Articolo:
++++++++
Il casus belli è stato l’inserimento, in una bozza del Piano nazionale di ripresa e resilienza (Pnrr), di progetti Eni per la cattura e lo stoccaggio dell’anidride carbonica (CCS: carbon capture and storage) e per presunte bioraffinerie a Ravenna.

Quella mossa aveva rilanciato le critiche delle associazioni ambientaliste sulle pressioni lobbistiche del colosso energetico italiano – di cui, ricordiamo, lo Stato controlla il 30% delle azioni – volte a favorire l’industria fossile a scapito dei progetti in fonti rinnovabili ed efficienza energetica.

Ora che i progetti del CCS a Ravenna sono stati eliminati dalla versione definitiva del Pnrr, le reazioni sono state discordanti.

Da una parte i sindacati (neretti nostri in tutte le citazioni), con il segretario generale della Filctem-Cgil, Marco Falcinelli che ha parlato di scelta “autolesionista”, perché il progetto “va esattamente nella direzione delle politiche energetiche sul Green New Deal europeo” e pertanto “avrebbe contribuito a raggiungere gli obiettivi di abbattimento e azzeramento al 2050 delle emissioni climalteranti”.

Dall’altra parte gli ambientalisti, come ad esempio Greenpeace che “apprezza la correzione di rotta e auspica che simili progetti non riemergano in una fase più avanzata”. Di conseguenza, aggiunge Greenpeace, “continueremo a chiedere a Eni di abbandonare gli investimenti per l’estrazione di idrocarburi e investire davvero nelle rinnovabili, tanto decantate nei suoi slogan, alle quali vanno invece solo le briciole”.
++++++++
Esercizio proposto A: Secondo l'articolo, quale quota delle azioni di Eni è controllata dallo Stato?
L'articolo e i record hanno origini diverse.
++++++++
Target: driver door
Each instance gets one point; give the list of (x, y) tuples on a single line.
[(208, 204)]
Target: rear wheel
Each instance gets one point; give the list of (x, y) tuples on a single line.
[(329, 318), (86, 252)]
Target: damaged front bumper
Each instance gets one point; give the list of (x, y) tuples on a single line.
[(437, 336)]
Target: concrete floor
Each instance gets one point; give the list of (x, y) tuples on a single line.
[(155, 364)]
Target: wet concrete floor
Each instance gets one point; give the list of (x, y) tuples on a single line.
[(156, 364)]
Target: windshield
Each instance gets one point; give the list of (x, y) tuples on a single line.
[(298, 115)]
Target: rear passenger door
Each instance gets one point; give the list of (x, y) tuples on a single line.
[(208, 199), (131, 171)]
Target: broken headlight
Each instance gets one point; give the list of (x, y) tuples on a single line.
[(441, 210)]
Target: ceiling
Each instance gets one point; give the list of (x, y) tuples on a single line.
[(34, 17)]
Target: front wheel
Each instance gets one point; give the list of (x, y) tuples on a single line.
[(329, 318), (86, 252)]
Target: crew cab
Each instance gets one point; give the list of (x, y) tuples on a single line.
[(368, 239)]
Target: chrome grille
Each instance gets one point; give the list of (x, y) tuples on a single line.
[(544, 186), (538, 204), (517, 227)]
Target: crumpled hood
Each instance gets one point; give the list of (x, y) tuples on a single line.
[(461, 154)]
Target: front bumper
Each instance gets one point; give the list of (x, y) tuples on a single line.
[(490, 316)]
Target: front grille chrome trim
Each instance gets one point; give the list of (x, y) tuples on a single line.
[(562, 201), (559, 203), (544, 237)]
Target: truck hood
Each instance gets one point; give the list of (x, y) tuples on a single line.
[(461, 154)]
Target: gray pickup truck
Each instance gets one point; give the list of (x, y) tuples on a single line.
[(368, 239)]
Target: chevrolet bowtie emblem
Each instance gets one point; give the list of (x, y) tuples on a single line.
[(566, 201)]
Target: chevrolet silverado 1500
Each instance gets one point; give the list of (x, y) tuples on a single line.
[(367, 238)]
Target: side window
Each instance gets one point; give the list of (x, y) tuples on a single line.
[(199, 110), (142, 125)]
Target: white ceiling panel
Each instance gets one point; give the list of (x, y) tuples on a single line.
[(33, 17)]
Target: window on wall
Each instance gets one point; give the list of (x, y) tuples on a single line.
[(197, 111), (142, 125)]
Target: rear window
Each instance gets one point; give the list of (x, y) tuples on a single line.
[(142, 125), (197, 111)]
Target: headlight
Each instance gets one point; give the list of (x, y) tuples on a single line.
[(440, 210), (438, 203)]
++++++++
Esercizio proposto B: Per favore, inserisci in un elenco numerato le righe dei record cominciando da quella che contiene "Target: truck hood" e finendo con quella che contiene "[(367, 238)]", entrambe incluse, senza le righe vuote.

Soluzione A: Il 30%.

Soluzione B:
1. Target: truck hood
2. Each instance gets one point; give the list of (x, y) tuples on a single line.
3. [(461, 154)]
4. Target: gray pickup truck
5. Each instance gets one point; give the list of (x, y) tuples on a single line.
6. [(368, 239)]
7. Target: chevrolet bowtie emblem
8. Each instance gets one point; give the list of (x, y) tuples on a single line.
9. [(566, 201)]
10. Target: chevrolet silverado 1500
11. Each instance gets one point; give the list of (x, y) tuples on a single line.
12. [(367, 238)]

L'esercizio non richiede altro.